# Material for this task:
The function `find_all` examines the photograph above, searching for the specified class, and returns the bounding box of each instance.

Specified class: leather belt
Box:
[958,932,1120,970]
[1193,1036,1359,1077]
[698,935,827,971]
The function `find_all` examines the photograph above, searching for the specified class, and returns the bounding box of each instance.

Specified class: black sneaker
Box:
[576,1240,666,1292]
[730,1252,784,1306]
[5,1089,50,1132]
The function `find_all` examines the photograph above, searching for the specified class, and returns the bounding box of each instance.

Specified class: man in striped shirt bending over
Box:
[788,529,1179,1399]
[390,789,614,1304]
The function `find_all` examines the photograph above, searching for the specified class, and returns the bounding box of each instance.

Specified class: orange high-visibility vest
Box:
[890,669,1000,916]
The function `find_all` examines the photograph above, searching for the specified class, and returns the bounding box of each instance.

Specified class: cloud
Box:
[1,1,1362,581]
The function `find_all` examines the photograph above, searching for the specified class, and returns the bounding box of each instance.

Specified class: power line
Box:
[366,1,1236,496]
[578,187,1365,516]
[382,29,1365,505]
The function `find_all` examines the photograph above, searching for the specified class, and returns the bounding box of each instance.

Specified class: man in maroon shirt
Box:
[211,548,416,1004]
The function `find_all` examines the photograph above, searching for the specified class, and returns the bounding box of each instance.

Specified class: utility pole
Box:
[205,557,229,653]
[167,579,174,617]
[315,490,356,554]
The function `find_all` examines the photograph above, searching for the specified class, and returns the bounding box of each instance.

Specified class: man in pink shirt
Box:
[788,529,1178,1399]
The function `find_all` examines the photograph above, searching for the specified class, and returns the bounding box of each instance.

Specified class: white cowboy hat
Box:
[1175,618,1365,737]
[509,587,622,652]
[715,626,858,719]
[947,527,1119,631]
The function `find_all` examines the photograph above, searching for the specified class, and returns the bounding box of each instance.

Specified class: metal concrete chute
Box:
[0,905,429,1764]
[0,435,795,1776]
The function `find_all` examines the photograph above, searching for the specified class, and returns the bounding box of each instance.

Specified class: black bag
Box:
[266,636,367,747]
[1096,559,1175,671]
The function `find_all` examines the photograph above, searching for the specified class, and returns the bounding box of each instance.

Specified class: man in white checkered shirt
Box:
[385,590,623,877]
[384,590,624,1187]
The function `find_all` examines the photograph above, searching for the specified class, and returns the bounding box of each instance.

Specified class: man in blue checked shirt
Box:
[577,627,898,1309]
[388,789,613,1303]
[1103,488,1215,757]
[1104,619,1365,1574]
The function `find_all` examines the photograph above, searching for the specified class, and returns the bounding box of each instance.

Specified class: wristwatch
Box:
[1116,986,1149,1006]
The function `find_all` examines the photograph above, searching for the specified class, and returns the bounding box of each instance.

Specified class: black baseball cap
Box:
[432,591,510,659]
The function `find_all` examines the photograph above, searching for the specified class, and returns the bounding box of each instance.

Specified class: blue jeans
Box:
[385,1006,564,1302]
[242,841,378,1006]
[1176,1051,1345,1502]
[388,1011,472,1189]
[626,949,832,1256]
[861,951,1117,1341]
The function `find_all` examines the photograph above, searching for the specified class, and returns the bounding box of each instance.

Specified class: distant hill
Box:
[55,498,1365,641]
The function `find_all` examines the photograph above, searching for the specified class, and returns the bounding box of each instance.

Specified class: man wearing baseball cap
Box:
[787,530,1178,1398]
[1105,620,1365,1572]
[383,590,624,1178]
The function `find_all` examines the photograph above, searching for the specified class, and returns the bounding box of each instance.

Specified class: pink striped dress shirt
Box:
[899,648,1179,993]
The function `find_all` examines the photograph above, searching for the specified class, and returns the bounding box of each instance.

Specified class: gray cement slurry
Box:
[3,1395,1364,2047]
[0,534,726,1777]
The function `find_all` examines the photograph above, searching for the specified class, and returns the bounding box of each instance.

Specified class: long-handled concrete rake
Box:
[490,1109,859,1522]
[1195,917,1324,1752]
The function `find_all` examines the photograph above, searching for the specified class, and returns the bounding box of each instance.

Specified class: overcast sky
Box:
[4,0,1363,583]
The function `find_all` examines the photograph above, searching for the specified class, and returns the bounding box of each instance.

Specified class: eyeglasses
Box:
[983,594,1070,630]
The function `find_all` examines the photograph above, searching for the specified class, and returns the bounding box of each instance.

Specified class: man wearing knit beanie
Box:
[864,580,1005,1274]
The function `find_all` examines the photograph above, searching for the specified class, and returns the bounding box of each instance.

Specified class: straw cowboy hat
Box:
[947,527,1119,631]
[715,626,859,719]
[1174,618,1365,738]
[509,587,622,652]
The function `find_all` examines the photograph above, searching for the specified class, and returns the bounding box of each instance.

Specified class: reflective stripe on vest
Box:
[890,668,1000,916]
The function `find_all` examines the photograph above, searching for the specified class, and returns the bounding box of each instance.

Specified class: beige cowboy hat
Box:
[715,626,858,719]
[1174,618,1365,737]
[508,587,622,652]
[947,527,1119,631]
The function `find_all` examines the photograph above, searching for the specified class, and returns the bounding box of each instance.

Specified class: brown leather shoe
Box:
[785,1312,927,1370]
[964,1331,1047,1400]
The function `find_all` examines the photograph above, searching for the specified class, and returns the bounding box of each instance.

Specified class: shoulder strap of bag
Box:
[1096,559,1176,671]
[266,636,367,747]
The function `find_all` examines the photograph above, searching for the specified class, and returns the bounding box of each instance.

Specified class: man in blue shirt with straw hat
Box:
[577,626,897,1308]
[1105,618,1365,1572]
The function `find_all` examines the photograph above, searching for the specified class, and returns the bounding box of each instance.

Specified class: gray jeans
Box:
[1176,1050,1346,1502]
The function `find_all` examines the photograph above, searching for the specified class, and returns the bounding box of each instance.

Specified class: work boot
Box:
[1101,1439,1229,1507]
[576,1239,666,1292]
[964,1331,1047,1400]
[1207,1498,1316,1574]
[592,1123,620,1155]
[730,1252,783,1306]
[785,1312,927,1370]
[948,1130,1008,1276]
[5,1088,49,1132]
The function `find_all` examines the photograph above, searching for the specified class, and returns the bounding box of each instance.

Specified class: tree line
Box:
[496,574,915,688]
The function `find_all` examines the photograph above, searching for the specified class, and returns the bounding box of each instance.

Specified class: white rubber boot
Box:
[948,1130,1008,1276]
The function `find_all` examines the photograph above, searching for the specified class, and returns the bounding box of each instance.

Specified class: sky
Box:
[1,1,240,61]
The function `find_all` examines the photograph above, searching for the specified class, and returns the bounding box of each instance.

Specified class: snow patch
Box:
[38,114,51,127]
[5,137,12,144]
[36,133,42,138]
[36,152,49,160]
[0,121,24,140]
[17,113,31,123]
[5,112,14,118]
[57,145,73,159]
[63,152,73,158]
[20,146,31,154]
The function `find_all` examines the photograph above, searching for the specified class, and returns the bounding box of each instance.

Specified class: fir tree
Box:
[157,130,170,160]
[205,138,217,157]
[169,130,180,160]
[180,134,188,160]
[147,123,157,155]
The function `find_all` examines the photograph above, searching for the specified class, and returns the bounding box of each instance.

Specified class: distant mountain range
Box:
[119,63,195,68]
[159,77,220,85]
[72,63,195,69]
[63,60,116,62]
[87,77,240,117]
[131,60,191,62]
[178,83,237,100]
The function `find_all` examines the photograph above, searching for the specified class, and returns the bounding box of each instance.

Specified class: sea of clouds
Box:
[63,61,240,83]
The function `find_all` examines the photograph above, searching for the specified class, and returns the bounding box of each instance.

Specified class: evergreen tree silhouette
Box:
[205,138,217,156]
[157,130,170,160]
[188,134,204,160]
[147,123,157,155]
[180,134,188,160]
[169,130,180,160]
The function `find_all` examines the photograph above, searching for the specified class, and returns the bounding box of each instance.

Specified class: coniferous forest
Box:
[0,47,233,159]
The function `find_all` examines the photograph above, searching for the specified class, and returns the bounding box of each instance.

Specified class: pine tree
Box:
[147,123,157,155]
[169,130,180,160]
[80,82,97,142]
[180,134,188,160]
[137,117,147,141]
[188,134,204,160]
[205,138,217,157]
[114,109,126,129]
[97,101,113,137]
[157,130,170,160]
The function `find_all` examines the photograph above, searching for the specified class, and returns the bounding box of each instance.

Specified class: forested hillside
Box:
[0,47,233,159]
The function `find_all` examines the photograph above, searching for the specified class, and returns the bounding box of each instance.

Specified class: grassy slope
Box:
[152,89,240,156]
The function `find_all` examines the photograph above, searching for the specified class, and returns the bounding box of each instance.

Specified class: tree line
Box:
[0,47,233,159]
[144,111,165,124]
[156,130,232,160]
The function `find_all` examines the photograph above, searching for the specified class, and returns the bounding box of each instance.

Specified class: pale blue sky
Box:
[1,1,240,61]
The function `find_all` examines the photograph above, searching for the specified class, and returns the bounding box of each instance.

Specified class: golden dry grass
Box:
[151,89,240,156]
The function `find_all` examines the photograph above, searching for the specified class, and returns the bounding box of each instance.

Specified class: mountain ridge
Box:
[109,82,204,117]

# To do:
List every line above containing the word "concrete".

# Your solution:
Specified class: metal concrete chute
Specified class: long-handled concrete rake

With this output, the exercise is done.